=== OBJECTIVE ===
Please reproduce the passage on urbanization and education in China word for word, starting at "China's increase in" and ending at "gap be bridged?".

=== PAGE ===

──────────

China's increase in urbanisation and its demographic and economic implications is a much debated topic. The implication it has on education is somewhat a less frequently debated topic, yet an important one. Experts in the Chinese education field point out that there is a gap emerging between children who attend schools in rural regions and children who attend schools in urban regions. The latter having far more opportunities to develop their skills, knowledge and abilities and consequently better 'gaokao' scores, than the first. How can this gap be bridged?
Benjamin Veenstra & Chudi Uzozie
The program addresses the relationship between urbanization and education in China and is hosted by Benjamin Veenstra (32) and Chudi Uzozie (33), founders of Ollie. For many years they have been working for many different schools (vo-mbo-hbo) in The Netherlands, designing new projects, lessons and learning activities together with students and teachers. In 2015 they initiated a collaboration with a rural school, in a remote village Yanghe, Hunan. A year later, against all odds, they succeeded to organise a summer school for 120 children in Yanghe, focused on personal development an empowerment. During this project they were supported by several Chinese students and professors of Shenzhen University. Their next aim is to organise a similar summer school in 2017, on a migrant school in Shenzhen. A significant proportion of migrant children in China are not able to attend public schools for the lack of local household registration (HuKou), and turn to privately-operated migrant schools.

──────────

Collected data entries
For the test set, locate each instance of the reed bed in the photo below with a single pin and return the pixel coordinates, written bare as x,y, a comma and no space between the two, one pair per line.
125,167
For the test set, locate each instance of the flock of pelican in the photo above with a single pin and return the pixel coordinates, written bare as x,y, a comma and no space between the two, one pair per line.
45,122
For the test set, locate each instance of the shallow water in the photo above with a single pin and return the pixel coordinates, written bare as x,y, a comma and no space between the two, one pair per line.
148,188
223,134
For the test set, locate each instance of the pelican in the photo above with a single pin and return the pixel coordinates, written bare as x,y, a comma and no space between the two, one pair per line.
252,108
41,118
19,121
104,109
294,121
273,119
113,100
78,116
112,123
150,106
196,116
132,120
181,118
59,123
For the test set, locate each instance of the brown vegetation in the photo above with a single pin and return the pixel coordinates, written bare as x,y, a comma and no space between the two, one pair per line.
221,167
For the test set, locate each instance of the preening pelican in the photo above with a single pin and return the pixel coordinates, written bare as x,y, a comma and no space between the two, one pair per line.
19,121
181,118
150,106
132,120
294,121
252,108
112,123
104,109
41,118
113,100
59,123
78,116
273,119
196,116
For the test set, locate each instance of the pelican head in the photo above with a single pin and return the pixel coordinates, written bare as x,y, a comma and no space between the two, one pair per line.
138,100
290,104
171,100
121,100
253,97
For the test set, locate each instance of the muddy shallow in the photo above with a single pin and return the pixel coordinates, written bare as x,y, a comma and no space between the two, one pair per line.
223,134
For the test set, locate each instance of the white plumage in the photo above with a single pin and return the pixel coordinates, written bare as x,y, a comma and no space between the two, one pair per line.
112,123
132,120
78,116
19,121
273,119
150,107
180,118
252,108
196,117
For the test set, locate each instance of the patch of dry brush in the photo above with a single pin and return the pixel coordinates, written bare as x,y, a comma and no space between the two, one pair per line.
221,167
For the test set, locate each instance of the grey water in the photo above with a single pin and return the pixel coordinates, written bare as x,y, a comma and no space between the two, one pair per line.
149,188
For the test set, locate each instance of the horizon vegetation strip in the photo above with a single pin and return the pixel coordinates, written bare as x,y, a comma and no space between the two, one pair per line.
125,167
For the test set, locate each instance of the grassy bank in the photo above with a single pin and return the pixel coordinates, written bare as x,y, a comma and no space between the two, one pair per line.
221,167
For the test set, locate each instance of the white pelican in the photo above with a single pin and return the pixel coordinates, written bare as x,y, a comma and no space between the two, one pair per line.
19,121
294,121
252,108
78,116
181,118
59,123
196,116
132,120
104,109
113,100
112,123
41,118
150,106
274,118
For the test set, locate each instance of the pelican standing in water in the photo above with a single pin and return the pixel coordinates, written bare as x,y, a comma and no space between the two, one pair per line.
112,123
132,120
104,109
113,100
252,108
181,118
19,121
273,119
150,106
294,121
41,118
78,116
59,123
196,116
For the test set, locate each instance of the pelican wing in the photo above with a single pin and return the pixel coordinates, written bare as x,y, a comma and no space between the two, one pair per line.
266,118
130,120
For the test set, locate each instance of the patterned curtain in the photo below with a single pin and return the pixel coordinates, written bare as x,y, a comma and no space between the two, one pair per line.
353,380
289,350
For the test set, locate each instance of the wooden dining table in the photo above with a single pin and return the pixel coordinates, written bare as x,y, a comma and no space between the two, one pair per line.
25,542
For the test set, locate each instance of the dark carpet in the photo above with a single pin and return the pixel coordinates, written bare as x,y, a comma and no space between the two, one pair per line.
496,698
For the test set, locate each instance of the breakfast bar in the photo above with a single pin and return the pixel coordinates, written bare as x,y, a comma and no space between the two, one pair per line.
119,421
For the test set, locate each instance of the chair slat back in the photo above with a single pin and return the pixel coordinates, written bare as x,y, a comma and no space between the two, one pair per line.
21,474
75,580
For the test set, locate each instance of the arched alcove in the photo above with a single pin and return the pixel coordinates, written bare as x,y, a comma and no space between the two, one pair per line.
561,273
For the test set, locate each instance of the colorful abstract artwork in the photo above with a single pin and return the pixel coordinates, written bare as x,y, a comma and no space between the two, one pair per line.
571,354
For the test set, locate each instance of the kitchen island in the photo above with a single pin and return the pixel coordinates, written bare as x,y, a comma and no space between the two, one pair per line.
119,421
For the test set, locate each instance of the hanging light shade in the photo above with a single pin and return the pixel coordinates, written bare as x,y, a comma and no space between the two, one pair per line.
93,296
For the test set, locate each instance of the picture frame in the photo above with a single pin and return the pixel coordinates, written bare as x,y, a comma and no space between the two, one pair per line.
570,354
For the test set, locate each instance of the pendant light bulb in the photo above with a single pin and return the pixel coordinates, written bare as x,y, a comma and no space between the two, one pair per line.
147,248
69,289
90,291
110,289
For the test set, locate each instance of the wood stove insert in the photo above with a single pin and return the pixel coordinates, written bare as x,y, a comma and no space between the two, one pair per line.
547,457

──────────

=== REPLY TO THE TASK ===
China's increase in urbanisation and its demographic and economic implications is a much debated topic. The implication it has on education is somewhat a less frequently debated topic, yet an important one. Experts in the Chinese education field point out that there is a gap emerging between children who attend schools in rural regions and children who attend schools in urban regions. The latter having far more opportunities to develop their skills, knowledge and abilities and consequently better 'gaokao' scores, than the first. How can this gap be bridged?